SET PROBLEM: Format the lines of the items below as a JSON list of strings, one string per line, leaving out any blank lines. Include only everything from the line containing "Expected: one point per instance of the grass" down to the line containing "x=574 y=383", both of those lines included.

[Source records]
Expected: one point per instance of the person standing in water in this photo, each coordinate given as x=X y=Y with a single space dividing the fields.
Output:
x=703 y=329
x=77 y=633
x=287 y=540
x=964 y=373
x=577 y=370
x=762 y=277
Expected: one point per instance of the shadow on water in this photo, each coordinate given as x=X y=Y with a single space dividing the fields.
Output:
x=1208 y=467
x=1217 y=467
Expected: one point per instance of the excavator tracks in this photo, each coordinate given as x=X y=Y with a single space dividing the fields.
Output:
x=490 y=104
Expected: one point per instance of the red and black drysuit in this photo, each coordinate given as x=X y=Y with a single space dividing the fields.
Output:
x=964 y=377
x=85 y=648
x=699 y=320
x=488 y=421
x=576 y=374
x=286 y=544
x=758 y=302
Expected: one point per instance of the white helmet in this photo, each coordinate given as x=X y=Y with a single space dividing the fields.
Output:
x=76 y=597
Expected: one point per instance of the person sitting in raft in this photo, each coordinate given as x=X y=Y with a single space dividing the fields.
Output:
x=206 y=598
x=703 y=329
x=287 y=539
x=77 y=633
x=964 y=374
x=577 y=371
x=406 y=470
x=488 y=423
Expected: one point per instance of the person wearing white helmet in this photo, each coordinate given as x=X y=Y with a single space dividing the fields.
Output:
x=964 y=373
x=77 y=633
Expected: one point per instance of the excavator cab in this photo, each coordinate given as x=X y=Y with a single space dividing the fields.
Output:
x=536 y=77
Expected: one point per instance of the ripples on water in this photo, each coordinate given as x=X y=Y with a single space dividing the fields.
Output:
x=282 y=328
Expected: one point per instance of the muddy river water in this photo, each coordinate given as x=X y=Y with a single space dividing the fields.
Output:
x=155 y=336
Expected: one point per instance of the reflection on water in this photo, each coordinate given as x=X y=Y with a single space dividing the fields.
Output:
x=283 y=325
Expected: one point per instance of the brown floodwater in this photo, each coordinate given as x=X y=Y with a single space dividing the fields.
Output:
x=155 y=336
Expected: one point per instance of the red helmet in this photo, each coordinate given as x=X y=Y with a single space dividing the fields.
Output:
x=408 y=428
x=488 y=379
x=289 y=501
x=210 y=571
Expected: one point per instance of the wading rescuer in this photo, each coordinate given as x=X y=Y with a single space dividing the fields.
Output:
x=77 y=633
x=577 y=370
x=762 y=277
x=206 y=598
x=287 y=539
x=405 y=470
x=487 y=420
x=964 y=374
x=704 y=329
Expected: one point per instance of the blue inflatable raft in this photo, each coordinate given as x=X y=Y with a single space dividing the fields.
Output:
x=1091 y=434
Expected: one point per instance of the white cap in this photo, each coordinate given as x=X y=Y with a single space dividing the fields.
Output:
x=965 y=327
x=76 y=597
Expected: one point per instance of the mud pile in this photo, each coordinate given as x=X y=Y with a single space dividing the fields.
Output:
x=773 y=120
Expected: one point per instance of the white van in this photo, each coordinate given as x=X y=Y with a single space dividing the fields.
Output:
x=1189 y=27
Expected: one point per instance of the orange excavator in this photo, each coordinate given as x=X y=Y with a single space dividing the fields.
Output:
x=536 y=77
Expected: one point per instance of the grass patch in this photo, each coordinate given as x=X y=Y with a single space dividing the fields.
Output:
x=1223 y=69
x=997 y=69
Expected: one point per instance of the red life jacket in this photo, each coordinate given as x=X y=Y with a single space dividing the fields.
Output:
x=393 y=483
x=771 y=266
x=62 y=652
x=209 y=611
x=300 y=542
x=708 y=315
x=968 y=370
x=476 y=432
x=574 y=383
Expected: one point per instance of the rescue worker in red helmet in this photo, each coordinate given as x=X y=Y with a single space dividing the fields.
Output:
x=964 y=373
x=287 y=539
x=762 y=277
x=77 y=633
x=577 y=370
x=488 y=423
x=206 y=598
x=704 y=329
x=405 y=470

TASK SOLUTION:
[
  "Expected: one point per instance of the grass patch in this photo, each coordinate given as x=X y=Y with a single space dividing the fields.",
  "Output:",
  "x=1223 y=69",
  "x=997 y=69",
  "Expected: one point per instance of the red life jacket in this photo, each coordinate given as x=X y=Y with a single space dividing the fields.",
  "Output:",
  "x=393 y=483",
  "x=771 y=266",
  "x=62 y=652",
  "x=209 y=611",
  "x=300 y=542",
  "x=708 y=315",
  "x=968 y=370",
  "x=476 y=432",
  "x=574 y=383"
]